** begin RECORDS PROVIDED **

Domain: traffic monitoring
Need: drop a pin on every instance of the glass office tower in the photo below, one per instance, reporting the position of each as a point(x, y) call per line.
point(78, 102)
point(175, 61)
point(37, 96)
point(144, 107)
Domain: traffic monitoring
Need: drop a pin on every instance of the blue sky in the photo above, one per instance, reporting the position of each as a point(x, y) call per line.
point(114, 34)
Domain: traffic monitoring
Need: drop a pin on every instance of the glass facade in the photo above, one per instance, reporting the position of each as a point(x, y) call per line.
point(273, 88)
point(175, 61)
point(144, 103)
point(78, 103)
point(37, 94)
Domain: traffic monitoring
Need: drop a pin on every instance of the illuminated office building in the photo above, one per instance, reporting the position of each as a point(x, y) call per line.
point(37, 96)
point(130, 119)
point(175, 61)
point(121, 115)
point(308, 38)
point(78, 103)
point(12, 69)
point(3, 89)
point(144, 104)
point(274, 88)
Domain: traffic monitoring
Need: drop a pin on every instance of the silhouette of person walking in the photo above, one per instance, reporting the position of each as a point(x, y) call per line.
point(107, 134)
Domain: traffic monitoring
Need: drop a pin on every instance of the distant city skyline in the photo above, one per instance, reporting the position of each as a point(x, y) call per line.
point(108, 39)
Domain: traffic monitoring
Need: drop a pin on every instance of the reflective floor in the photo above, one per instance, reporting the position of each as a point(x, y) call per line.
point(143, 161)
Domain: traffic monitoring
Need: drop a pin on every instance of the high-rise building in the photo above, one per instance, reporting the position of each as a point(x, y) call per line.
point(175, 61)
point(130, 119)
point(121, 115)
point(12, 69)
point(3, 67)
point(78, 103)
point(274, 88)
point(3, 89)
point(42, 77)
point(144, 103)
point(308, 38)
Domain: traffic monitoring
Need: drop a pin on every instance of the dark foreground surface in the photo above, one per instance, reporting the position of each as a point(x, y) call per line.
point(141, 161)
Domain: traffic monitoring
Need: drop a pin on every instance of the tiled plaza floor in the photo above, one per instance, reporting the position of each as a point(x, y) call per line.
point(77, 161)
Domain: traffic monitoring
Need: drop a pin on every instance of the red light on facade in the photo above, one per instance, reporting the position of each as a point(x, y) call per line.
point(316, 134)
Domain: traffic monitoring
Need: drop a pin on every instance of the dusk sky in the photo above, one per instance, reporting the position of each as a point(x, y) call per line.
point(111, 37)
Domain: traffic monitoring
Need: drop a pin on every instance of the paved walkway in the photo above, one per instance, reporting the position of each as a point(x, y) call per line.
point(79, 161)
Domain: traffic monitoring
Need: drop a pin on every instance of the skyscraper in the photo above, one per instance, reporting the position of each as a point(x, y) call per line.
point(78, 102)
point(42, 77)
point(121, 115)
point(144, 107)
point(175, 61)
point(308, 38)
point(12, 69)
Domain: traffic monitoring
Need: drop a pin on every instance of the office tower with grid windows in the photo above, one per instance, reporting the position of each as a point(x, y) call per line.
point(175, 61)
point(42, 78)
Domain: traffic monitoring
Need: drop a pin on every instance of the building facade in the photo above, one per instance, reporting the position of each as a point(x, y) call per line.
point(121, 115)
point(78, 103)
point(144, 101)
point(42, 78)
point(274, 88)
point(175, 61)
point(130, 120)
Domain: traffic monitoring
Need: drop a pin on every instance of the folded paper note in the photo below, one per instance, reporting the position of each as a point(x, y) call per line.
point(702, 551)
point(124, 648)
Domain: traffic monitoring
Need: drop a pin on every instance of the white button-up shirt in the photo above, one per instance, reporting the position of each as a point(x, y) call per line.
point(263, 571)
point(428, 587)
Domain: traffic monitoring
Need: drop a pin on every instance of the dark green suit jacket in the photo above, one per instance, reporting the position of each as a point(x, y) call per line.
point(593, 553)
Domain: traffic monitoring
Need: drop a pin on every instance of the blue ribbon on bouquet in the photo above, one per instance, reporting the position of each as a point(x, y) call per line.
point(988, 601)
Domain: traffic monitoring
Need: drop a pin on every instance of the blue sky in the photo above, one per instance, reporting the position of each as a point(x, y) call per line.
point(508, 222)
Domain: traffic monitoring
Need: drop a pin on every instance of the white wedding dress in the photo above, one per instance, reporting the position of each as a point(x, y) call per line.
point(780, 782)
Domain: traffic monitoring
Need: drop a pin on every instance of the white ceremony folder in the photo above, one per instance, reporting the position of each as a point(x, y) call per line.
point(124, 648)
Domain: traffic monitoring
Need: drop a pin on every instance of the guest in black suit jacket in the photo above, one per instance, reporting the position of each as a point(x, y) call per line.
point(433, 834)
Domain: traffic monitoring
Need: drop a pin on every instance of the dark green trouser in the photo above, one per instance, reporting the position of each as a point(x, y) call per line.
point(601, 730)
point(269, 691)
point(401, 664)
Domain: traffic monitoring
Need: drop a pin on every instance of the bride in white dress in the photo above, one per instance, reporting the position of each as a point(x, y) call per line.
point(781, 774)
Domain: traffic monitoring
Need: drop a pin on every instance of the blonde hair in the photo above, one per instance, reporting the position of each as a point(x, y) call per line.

** end RECORDS PROVIDED **

# EXERCISE PROMPT:
Show every line of the records above that contains the string "tower", treating uppercase and lowercase as different.

# EXERCISE RESULT:
Need: drop a pin on every instance of the glass office tower in the photo below, one per instance, reporting the position of each as a point(x, y) call per line.
Need: drop a pin on every instance of the office tower with grid windows in the photo above, one per instance, reporting the position of each as a point(x, y) call per line.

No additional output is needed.